• What needs to be done: Copy out the records below, replacing "Target" with "Label" wherever it appears and keeping everything else the same.

--- Records provided ---

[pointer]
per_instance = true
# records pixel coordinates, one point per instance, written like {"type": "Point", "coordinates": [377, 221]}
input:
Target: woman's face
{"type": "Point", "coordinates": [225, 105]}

---

• Exercise solution:
[pointer]
per_instance = true
# records pixel coordinates, one point per instance, written like {"type": "Point", "coordinates": [377, 221]}
input:
Label: woman's face
{"type": "Point", "coordinates": [225, 105]}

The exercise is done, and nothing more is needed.